* [Consigne] Dans l'extrait sur les problèmes de voix, remplacez « témoin » par « signe » et recopiez la partie qui commence aux mots « Cette personne veut » et s'arrête après « plus de cohérence. ».
**** Extrait à lire ****
Cette personne veut aller vers mais va contre. Le problème de voix nous dit « je voudrais dire mais je m’efface ». Le problème identifié est juste le témoin d’une certaine incohérence et notre travail consiste à essayer de découvrir où se situe l’incohérence, comment elle se manifeste ; et à la suite de cette recherche, nous créons des situations pour que la personne retrouve plus de cohérence.

Il est beaucoup plus simple et moins impliquant pour chacun de nous dire « j’ai un problème de voix, arrangez-moi les cordes vocales, ou ma respiration, ou ma statique… » que de se dire « j’ai un problème de voix, parce que je vis et exprime une incohérence ».
**** Données extraites ****
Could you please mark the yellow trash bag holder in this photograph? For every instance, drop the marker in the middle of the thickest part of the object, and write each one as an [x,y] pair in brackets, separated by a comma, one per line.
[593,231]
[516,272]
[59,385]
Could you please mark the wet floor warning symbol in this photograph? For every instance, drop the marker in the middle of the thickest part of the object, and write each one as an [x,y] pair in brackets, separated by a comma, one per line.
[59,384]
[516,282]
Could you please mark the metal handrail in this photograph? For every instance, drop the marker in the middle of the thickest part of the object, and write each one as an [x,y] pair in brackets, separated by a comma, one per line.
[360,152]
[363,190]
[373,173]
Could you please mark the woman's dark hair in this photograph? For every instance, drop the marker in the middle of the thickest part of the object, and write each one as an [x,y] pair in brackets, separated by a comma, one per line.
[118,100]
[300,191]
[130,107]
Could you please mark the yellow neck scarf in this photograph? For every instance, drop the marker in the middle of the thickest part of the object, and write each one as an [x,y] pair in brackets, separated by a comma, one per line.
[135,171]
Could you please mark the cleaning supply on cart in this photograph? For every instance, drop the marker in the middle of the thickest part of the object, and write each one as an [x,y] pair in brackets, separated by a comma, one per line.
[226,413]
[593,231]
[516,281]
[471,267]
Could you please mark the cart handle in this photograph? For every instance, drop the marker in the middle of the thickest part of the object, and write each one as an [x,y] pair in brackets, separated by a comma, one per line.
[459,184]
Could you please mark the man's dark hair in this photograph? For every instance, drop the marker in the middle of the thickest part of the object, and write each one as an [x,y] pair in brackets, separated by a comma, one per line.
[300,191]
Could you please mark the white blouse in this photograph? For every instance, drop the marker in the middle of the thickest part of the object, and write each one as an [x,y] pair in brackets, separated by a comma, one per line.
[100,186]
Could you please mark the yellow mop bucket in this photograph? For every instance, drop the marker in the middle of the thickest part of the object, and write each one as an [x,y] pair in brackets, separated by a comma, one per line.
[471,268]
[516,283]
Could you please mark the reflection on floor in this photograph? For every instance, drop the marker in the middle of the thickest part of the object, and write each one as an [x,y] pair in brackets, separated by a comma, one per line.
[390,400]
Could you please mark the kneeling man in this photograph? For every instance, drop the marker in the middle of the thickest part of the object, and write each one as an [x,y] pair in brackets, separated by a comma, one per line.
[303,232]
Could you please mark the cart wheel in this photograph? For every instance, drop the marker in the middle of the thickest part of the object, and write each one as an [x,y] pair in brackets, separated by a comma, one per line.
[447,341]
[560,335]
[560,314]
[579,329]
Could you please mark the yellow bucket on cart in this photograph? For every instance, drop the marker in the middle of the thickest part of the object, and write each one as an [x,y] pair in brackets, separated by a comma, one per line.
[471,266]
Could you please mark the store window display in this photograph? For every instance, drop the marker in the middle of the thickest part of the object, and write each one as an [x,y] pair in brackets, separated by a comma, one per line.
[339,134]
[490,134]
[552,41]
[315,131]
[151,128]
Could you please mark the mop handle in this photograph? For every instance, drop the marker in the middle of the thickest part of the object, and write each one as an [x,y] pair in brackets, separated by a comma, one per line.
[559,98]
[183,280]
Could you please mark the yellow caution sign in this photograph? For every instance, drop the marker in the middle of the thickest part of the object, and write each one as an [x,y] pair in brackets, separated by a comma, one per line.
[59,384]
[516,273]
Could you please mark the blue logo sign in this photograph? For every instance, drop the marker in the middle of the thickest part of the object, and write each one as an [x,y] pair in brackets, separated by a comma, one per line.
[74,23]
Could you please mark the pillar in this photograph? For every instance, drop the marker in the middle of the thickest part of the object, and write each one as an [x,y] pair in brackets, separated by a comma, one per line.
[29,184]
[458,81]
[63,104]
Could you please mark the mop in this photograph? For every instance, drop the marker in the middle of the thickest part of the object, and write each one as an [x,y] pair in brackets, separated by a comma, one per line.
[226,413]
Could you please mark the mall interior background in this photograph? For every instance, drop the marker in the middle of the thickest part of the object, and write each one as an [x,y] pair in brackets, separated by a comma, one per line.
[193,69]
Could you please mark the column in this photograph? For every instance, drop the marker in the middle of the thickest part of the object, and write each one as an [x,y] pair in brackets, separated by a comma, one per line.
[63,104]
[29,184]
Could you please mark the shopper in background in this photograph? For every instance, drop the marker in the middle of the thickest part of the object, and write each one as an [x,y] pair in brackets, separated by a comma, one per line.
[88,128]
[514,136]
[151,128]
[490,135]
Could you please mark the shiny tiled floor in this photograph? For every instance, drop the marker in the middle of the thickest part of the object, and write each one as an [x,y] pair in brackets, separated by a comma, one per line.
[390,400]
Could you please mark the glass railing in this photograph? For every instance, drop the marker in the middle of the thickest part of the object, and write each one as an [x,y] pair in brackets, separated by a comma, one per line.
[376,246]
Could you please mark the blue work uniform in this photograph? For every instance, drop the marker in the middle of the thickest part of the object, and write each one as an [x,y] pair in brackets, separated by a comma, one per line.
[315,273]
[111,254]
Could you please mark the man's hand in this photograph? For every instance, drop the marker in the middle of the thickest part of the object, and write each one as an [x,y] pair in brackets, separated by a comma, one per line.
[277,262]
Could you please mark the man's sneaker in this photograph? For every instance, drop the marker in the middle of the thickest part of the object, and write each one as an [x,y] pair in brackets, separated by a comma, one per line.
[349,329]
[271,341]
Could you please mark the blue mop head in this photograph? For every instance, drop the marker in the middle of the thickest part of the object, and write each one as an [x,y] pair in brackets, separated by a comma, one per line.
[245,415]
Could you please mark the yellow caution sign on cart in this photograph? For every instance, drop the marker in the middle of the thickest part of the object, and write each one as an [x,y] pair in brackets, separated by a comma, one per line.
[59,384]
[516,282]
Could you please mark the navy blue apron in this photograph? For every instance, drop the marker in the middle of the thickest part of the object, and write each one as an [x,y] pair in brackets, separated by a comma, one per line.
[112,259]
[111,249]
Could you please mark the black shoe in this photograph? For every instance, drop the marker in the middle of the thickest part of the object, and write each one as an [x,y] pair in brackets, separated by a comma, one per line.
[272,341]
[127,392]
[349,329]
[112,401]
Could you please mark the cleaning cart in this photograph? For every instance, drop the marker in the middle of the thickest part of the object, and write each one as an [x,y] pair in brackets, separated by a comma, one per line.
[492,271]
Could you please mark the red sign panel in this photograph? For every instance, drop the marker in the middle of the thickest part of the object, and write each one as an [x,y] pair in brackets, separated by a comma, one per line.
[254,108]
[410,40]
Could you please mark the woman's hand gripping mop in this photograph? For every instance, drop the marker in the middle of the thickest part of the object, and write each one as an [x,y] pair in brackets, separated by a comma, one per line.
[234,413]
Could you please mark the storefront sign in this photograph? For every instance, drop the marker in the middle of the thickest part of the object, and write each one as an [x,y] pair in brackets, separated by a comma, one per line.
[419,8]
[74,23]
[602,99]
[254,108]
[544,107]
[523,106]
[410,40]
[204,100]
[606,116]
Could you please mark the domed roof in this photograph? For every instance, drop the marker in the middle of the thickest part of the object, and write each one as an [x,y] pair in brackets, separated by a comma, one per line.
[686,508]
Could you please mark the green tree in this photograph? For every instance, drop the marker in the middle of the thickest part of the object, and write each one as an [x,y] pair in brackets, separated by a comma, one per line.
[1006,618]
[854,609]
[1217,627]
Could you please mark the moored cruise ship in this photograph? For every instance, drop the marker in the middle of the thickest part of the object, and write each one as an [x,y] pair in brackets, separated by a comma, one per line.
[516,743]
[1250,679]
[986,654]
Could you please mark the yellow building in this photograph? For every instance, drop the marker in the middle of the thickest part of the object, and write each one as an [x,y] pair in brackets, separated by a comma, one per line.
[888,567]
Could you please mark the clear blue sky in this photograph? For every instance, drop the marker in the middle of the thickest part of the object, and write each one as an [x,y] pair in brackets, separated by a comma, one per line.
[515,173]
****
**** Données extraites ****
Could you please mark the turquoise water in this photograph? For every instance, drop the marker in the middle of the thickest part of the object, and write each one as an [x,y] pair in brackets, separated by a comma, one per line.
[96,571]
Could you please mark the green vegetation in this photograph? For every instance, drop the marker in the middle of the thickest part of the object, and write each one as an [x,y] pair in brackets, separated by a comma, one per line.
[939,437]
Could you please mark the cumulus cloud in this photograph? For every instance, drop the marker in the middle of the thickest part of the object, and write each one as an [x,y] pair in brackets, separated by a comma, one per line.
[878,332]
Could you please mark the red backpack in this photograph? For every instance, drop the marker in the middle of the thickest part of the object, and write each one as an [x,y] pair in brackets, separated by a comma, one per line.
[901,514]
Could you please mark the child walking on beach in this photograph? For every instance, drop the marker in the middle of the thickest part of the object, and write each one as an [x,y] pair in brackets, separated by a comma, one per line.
****
**** Données extraites ****
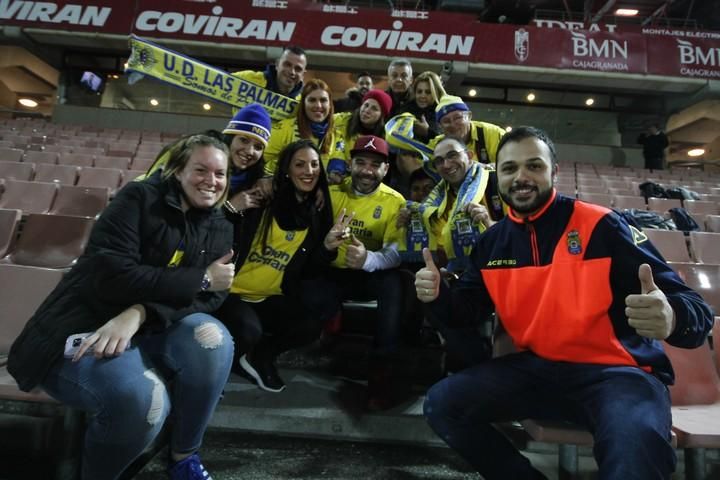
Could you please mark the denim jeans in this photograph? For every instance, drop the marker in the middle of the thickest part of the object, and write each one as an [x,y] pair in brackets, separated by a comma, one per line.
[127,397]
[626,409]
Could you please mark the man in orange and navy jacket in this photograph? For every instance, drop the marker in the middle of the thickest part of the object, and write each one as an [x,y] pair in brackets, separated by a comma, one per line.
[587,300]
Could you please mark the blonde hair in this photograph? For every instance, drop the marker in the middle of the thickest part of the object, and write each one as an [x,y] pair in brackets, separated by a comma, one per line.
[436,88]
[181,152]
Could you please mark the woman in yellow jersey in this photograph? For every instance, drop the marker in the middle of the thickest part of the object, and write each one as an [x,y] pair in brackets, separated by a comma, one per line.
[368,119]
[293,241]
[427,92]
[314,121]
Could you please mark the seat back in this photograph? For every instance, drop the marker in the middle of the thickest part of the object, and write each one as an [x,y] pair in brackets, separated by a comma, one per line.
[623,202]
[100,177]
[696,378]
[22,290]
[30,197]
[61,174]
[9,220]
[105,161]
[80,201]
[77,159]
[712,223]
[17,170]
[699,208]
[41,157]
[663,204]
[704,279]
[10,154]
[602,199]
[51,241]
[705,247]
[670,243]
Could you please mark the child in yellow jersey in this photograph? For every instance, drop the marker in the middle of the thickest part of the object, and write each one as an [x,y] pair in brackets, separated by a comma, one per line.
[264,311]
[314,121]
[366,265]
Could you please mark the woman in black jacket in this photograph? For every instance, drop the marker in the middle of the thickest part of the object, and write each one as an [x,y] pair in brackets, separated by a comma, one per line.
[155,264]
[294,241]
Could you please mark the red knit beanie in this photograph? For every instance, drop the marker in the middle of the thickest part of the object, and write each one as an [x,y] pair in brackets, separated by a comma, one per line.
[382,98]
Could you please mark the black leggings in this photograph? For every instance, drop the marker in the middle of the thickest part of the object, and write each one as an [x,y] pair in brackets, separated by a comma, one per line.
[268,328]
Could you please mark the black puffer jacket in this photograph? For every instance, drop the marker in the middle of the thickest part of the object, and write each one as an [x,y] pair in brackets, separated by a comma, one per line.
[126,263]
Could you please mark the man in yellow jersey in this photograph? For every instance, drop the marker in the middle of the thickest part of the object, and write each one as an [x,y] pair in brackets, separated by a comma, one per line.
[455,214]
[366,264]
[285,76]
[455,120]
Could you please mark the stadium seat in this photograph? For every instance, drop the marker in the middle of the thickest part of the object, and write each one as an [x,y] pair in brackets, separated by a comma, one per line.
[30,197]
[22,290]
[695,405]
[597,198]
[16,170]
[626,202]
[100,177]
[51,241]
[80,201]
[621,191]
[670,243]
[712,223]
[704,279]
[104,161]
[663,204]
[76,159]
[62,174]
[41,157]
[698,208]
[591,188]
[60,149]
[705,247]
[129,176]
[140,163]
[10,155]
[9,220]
****
* [Corrigé]
Cette personne veut aller vers mais va contre. Le problème de voix nous dit « je voudrais dire mais je m’efface ». Le problème identifié est juste le signe d’une certaine incohérence et notre travail consiste à essayer de découvrir où se situe l’incohérence, comment elle se manifeste ; et à la suite de cette recherche, nous créons des situations pour que la personne retrouve plus de cohérence.